_WORK INSTRUCTION_: This task is to restate all of the entries exactly.

_DATA_:
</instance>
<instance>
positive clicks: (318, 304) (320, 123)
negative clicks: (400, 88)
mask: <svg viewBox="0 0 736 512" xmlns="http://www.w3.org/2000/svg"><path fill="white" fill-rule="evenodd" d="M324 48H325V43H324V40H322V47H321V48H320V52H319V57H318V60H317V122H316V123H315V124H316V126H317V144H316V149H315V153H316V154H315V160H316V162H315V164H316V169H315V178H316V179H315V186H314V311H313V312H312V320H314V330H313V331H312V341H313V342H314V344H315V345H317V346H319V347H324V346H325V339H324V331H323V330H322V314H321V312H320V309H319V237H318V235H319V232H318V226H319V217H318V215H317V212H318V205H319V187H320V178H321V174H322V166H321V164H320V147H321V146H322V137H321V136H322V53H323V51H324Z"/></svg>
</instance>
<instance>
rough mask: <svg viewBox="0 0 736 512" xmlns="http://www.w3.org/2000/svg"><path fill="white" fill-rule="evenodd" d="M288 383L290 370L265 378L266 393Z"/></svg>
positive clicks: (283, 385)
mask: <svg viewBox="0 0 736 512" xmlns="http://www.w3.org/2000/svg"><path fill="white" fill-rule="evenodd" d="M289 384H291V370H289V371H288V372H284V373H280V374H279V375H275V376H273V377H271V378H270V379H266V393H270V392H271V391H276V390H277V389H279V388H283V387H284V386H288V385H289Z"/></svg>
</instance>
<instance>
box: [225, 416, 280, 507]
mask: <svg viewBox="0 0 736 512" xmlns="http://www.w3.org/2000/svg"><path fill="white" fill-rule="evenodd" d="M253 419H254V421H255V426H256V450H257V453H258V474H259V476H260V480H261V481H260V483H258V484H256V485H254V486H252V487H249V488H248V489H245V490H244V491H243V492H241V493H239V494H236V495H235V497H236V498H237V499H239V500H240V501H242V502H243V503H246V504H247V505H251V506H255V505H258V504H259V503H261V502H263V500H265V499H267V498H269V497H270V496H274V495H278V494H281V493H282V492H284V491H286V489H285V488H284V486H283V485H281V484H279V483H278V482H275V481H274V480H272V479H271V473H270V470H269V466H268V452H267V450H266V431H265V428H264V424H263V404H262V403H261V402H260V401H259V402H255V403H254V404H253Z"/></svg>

_TASK RESPONSE_:
</instance>
<instance>
positive clicks: (318, 304) (320, 123)
negative clicks: (400, 88)
mask: <svg viewBox="0 0 736 512" xmlns="http://www.w3.org/2000/svg"><path fill="white" fill-rule="evenodd" d="M324 48H325V43H324V40H322V47H321V48H320V52H319V57H318V60H317V122H316V123H315V124H316V126H317V144H316V149H315V153H316V154H315V160H316V162H315V164H316V169H315V178H316V179H315V186H314V311H313V312H312V320H314V330H313V331H312V341H313V342H314V344H315V345H317V346H319V347H324V346H325V339H324V331H323V330H322V314H321V312H320V309H319V237H318V235H319V232H318V226H319V217H318V215H317V212H318V205H319V187H320V178H321V174H322V166H321V164H320V147H321V146H322V137H321V136H322V53H323V51H324Z"/></svg>
</instance>
<instance>
rough mask: <svg viewBox="0 0 736 512" xmlns="http://www.w3.org/2000/svg"><path fill="white" fill-rule="evenodd" d="M288 383L290 370L265 378L266 393Z"/></svg>
positive clicks: (283, 385)
mask: <svg viewBox="0 0 736 512" xmlns="http://www.w3.org/2000/svg"><path fill="white" fill-rule="evenodd" d="M289 384H291V370H289V371H288V372H284V373H280V374H279V375H275V376H273V377H271V378H270V379H266V393H270V392H271V391H276V390H277V389H279V388H283V387H284V386H288V385H289Z"/></svg>
</instance>
<instance>
box: [225, 416, 280, 507]
mask: <svg viewBox="0 0 736 512" xmlns="http://www.w3.org/2000/svg"><path fill="white" fill-rule="evenodd" d="M253 419H254V421H255V426H256V450H257V453H258V474H259V476H260V480H261V481H260V483H258V484H256V485H254V486H252V487H249V488H248V489H245V490H244V491H243V492H241V493H239V494H236V495H235V497H236V498H237V499H239V500H240V501H242V502H243V503H246V504H247V505H251V506H255V505H258V504H259V503H261V502H263V500H265V499H267V498H269V497H270V496H274V495H278V494H281V493H282V492H284V491H286V489H285V488H284V486H283V485H281V484H279V483H278V482H275V481H274V480H272V479H271V473H270V470H269V466H268V452H267V450H266V431H265V428H264V424H263V404H262V403H261V402H260V401H259V402H255V403H254V404H253Z"/></svg>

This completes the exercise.